### EXERCISE INSTRUCTIONS
Scan the data below for lines holding the word "burnt", and copy each line found.

Dataset excerpts
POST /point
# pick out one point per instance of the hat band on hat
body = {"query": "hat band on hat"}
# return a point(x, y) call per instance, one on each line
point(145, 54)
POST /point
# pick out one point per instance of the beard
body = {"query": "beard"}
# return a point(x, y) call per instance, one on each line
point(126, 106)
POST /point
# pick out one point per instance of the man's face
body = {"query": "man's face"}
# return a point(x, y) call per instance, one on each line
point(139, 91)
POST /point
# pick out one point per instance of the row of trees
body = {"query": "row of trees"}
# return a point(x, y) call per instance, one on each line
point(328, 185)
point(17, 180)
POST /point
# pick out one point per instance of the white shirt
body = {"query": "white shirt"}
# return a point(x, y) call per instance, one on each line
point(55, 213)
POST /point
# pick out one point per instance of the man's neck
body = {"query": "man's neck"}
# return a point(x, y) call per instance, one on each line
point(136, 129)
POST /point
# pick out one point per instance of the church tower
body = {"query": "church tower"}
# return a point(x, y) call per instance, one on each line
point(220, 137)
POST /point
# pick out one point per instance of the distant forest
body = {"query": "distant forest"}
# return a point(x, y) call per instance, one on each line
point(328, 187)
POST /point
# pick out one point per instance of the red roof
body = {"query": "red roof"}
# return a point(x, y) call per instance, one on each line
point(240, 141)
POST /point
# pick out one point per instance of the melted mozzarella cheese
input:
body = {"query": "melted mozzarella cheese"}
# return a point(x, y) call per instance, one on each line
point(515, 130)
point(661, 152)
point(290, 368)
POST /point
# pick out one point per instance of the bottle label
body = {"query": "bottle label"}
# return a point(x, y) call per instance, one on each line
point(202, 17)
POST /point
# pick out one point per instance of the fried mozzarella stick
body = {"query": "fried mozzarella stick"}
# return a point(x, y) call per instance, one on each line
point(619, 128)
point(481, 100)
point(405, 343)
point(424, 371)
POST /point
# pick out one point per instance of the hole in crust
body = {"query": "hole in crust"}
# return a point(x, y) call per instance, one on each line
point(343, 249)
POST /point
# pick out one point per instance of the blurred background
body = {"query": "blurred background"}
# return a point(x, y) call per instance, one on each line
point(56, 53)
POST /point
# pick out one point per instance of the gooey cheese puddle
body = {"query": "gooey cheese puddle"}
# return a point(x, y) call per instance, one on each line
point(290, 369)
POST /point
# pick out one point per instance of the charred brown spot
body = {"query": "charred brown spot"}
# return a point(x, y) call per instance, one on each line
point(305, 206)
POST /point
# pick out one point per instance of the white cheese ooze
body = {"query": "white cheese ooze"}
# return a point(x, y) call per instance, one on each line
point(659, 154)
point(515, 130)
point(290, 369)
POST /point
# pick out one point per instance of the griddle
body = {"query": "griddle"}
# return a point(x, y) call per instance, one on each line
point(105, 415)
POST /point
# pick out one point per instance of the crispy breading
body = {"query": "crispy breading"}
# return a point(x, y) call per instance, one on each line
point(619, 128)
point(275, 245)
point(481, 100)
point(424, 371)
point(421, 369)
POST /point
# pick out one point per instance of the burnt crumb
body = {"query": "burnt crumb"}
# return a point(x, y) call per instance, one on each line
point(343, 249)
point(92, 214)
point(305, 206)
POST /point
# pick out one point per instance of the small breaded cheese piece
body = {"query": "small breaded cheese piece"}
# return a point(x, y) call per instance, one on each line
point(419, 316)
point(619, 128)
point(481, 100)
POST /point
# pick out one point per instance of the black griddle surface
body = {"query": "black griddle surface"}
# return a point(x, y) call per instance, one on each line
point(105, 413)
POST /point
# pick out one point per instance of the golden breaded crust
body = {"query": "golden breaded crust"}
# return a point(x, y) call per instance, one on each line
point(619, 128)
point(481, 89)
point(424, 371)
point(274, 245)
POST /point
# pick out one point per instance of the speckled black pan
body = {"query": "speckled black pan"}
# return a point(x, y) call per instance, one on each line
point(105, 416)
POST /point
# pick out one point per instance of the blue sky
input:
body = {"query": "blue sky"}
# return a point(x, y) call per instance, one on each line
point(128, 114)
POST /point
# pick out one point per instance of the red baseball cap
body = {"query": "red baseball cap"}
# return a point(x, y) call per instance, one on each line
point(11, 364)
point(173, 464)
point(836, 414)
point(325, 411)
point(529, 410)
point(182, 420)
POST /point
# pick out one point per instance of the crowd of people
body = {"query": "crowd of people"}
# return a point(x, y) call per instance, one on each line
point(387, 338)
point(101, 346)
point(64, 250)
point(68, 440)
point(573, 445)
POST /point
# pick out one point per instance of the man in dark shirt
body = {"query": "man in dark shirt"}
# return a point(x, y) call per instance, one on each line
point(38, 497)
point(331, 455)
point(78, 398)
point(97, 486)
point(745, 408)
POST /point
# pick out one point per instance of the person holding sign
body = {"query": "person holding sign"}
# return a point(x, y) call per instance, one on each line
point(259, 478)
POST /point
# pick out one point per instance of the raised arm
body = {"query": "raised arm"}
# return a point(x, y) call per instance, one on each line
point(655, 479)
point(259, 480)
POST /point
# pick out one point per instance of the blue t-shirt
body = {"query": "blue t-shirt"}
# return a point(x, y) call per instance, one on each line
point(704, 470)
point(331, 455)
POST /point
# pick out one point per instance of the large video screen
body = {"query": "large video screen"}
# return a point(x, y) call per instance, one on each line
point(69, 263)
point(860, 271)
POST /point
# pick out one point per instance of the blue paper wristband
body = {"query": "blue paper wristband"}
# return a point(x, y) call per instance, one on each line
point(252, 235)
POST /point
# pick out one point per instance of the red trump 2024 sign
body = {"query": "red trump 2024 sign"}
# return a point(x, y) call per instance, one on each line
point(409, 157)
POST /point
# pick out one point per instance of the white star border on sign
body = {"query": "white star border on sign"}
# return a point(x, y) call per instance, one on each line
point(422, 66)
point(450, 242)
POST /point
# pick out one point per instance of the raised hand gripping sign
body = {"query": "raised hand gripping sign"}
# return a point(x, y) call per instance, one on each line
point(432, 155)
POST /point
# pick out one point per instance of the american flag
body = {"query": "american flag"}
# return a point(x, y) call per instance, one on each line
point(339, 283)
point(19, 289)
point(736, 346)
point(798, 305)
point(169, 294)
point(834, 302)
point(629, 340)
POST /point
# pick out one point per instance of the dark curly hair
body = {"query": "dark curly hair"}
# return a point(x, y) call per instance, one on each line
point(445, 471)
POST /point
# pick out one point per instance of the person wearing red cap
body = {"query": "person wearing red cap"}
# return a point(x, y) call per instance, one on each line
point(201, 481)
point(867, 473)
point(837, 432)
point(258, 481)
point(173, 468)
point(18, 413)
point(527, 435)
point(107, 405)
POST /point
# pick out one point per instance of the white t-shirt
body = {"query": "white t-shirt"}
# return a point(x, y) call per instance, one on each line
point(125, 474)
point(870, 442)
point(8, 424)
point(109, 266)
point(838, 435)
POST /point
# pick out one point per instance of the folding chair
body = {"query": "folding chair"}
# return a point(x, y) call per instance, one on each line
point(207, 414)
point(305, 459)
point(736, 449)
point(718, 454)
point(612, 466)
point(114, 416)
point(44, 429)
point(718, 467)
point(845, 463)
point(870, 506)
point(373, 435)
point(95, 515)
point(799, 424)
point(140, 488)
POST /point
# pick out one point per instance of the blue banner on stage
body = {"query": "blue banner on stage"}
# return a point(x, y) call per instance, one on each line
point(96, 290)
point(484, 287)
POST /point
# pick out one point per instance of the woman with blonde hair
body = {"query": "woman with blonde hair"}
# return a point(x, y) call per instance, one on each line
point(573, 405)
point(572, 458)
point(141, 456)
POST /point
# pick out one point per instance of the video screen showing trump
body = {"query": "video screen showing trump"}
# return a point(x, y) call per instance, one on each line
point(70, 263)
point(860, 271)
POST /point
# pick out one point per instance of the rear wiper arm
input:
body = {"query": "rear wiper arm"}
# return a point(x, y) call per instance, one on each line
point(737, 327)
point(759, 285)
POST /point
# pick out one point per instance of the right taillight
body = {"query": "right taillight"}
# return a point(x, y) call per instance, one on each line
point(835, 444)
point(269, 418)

### SOLUTION
# pick out one point per instance of the burnt crumb
body = {"query": "burnt crumb"}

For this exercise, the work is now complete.